The aromatic-cationic peptides described herein can be incorporated into pharmaceutical compositions for administration, singly or in combination, to a subject for the treatment or prevention of a disorder described herein. Such compositions typically include the active agent and a pharmaceutically acceptable carrier. As used herein the term “pharmaceutically acceptable carrier” includes saline, solvents, dispersion media, coatings, antibacterial and antifungal agents, isotonic and absorption delaying agents, and the like, compatible with pharmaceutical administration. Supplementary active compounds can also be incorporated into the compositions.

Pharmaceutical compositions are typically formulated to be compatible with its intended route of administration. Examples of routes of administration include parenteral (e.g., intravenous, intradermal, intraperitoneal or subcutaneous), oral, inhalation, transdermal (topical), intraocular, iontophoretic, and transmucosal administration. Solutions or suspensions used for parenteral, intradermal, or subcutaneous application can include the following components: a sterile diluent such as water for injection, saline solution, fixed oils, polyethylene glycols, glycerine, propylene glycol or other synthetic solvents; antibacterial agents such as benzyl alcohol or methyl parabens; antioxidants such as ascorbic acid or sodium bisulfite; chelating agents such as ethylenediaminetetraacetic acid; buffers such as acetates, citrates or phosphates and agents for the adjustment of tonicity such as sodium chloride or dextrose, pH can be adjusted with acids or bases, such as hydrochloric acid or sodium hydroxide. The parenteral preparation can be enclosed in ampoules, disposable syringes or multiple dose vials made of glass or plastic. For convenience of the patient or treating physician, the dosing formulation can be provided in a kit containing all necessary equipment (e.g., vials of drug, vials of diluent, syringes and needles) for a treatment course (e.g., 7 days of treatment).

Pharmaceutical compositions suitable for injectable use can include sterile aqueous solutions (where water soluble) or dispersions and sterile powders for the extemporaneous preparation of sterile injectable solutions or dispersion. For intravenous administration, suitable carriers include physiological saline, bacteriostatic water, Cremophor EL™ (BASF, Parsippany, N.J.) or phosphate buffered saline (PBS). In all cases, a composition for parenteral administration must be sterile and should be fluid to the extent that easy syringability exists. It should be stable under the conditions of manufacture and storage and must be preserved against the contaminating action of microorganisms such as bacteria and fungi.

### PROBLEMS TO WORK ON
1. List the carriers that the passage on pharmaceutical compositions names as suitable for intravenous administration.
2. From the passage on pharmaceutical compositions, copy the part between "The aromatic-cationic peptides" and "into the compositions.", inclusive.

### INPUT DATA
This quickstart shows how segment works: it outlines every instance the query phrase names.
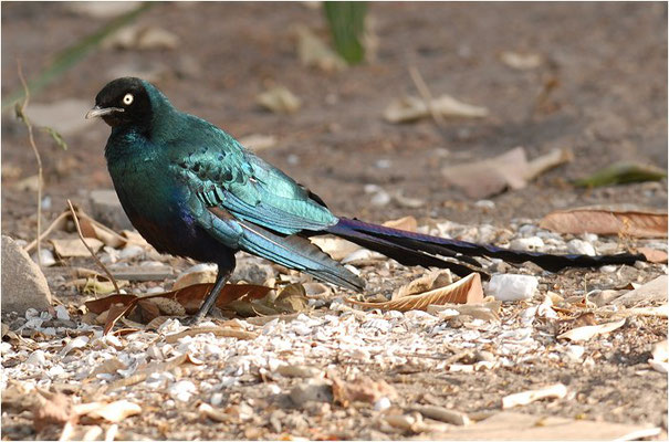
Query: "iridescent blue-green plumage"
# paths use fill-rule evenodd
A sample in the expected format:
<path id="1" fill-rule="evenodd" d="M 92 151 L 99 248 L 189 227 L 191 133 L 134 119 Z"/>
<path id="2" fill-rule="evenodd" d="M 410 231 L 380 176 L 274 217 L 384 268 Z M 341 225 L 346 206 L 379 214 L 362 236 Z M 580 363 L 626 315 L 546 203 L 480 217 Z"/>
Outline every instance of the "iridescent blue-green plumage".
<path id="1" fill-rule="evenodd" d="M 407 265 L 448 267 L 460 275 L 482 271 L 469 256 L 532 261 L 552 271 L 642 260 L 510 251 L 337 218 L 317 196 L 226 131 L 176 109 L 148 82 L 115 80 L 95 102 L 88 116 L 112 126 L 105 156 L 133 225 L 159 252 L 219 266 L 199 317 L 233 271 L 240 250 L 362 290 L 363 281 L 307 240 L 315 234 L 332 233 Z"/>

### EXPECTED RESULTS
1. physiological saline, bacteriostatic water, Cremophor EL™ (BASF, Parsippany, N.J.), phosphate buffered saline (PBS)

2.
The aromatic-cationic peptides described herein can be incorporated into pharmaceutical compositions for administration, singly or in combination, to a subject for the treatment or prevention of a disorder described herein. Such compositions typically include the active agent and a pharmaceutically acceptable carrier. As used herein the term “pharmaceutically acceptable carrier” includes saline, solvents, dispersion media, coatings, antibacterial and antifungal agents, isotonic and absorption delaying agents, and the like, compatible with pharmaceutical administration. Supplementary active compounds can also be incorporated into the compositions.